Data listing

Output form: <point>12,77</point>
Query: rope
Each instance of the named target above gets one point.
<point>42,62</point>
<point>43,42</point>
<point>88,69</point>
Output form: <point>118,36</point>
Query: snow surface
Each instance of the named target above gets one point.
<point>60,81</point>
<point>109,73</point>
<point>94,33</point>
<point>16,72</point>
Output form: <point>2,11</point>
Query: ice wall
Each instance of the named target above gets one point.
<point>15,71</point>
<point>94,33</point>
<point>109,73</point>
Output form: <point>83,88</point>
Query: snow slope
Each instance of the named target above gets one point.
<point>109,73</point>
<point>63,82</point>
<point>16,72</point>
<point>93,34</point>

==

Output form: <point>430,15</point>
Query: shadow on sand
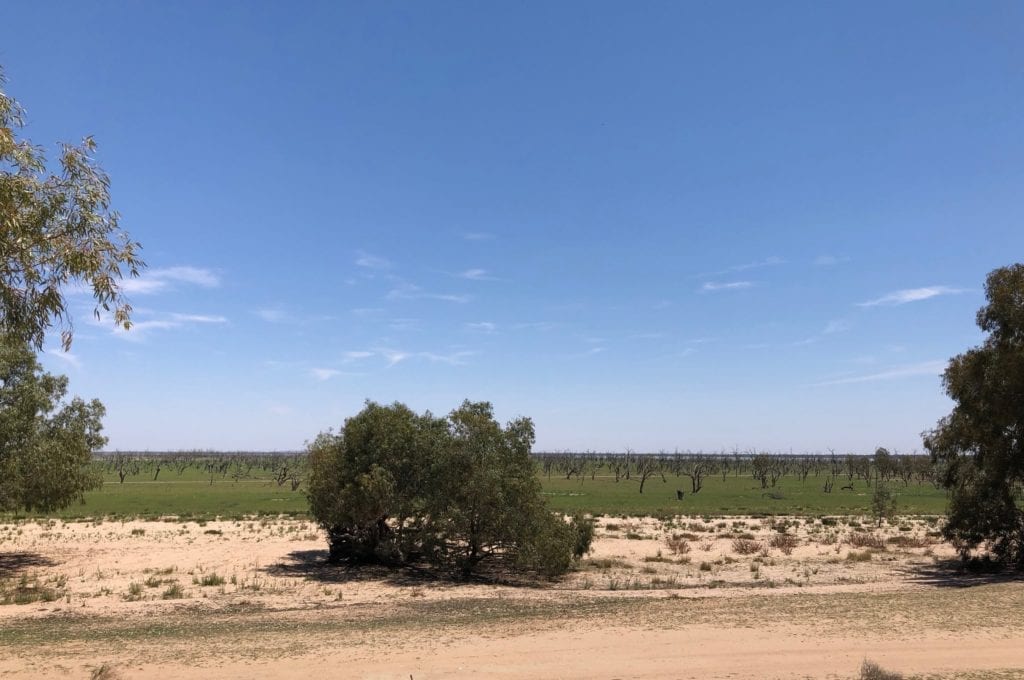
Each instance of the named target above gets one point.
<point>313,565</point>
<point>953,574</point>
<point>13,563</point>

...

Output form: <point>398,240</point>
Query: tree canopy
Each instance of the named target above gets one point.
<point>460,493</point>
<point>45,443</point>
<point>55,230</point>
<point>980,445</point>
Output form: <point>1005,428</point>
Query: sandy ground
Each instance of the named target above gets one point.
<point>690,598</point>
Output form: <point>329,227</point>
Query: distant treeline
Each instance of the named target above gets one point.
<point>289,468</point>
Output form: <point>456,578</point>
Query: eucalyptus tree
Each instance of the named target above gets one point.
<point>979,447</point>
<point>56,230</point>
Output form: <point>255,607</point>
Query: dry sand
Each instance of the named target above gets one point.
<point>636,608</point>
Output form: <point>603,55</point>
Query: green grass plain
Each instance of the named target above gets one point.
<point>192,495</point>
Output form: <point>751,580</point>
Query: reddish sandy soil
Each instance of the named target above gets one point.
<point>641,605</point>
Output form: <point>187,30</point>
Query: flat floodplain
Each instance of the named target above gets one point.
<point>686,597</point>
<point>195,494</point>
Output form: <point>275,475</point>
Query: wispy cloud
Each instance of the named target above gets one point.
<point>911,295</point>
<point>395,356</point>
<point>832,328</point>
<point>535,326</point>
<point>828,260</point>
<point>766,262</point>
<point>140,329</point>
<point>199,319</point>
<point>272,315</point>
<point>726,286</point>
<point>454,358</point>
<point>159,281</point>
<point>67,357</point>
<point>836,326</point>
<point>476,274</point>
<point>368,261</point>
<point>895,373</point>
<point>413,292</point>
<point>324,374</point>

Exercise
Matching lines for the string "snow": work out how many the records contain and write only the number.

Answer section
2